:: 文章の一部
私たちは甲斐メモを基に九研の元所員らに次々当たっていった。そして、九研第二課(毒物専門)の元将校で青酸ニトリルの開発者の薬剤師に面会した。彼は「事件を知ったとき、九研関係者がやったのかもしれないと思った」と語った。
彼によれば、青酸ニトリルの効果が表れるのは普通飲んでから約1分後。そうしたデータは、中国での中国人捕虜を使った人体実験で得たという。だが、薬剤師は「終戦時、青酸ニトリルは全く残っていなかった」とも断言した。
アメリカ軍の軍属を探して…
甲斐メモに記されていたのは、毒物だけに留まらない。
帝銀事件の犯人は、「近くの相田という家で集団赤痢が発生。消毒に来る前に予防薬を」と言って行員らに毒物を飲ませた。実際に帝銀椎名町支店近くには相田小太郎という家があり、発疹チフスが発生して事件当日、進駐軍のジープが査察に来ていた。
::::
:: 取り出した情報
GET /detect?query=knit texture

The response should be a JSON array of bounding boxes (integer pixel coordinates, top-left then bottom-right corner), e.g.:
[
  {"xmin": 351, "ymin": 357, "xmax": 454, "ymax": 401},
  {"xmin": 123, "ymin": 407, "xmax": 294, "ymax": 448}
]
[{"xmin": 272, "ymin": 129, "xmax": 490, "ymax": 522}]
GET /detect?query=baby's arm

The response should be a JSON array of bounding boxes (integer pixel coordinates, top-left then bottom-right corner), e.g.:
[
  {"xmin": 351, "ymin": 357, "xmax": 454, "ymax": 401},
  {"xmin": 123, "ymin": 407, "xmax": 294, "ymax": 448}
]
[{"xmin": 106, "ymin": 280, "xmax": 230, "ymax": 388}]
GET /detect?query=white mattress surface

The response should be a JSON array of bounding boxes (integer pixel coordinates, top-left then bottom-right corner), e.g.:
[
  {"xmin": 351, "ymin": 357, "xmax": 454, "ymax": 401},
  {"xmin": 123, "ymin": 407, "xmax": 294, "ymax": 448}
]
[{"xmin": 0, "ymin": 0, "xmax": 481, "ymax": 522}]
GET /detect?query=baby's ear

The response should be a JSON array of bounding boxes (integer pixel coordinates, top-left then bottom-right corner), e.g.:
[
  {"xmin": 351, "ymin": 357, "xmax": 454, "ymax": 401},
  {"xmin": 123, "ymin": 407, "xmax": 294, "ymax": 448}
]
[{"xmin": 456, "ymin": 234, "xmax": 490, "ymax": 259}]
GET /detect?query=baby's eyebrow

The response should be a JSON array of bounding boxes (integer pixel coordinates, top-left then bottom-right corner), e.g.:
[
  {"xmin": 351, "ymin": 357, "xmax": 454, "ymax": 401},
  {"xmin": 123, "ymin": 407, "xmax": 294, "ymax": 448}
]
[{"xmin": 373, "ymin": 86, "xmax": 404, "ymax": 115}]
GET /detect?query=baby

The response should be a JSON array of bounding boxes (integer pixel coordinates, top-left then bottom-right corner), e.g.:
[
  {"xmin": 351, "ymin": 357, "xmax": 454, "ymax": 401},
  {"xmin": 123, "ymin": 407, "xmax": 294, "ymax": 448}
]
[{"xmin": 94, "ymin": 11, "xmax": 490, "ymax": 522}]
::::
:: 取り出した情報
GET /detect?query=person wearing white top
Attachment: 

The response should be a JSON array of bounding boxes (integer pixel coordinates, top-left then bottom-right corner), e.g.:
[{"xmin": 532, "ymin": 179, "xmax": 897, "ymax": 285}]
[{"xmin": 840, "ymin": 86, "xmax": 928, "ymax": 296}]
::::
やることの一覧:
- a) 帝銀事件の文章で、青酸ニトリルの開発者である薬剤師は、飲んでから効き目が出るまでの時間のデータをどうやって得たと言っていますか。1〜3文で説明してください。
- b) 帝銀事件の文章を、最後の文の次から書き継いでください。
この資料は、上の文章とは関係がありません。

答えの一覧:
- a) 中国で、中国人捕虜を使った人体実験をして得たと言っています。そのデータでは、効き目が出るのは普通、飲んでから約1分後です。

- b)
一審判決は、国鉄(当時)池袋駅から現場に向かった平沢元死刑囚が、途中で「相田」という表札を見て「この家を患者が発生した家に仕立てることとし」と認定したが、そんな偶然があるだろうか。
捜査員はその点も捜査していたことが甲斐メモに記されていた。ジープで相田方を訪れたのはアメリカ第8軍公衆衛生課のアレンという軍属と通訳、そして東京都の嘱託医だった。私たちは甲斐メモに書かれていた東京都民政局防疫課、豊島区衛生課防疫係の職員とアメリカ軍の日本人通訳に取材した。
その結果、1人の通訳とクリスマスカードをやりとりしていたことから、アレン元軍属の現住所が判明。共同通信ワシントン支局員の電話取材に、かつてギャング映画で活躍したジェームズ・キャグニーに似ているといわれた元軍属は「あのころは連日伝染病が発生していた。いつどこへ査察に行くかは、都からの連絡を受け、状況に応じて自分が判断していた」と語った。「日本の警察の事情聴取を受けたことは一度もない」とも語り、この線もここで絶えた。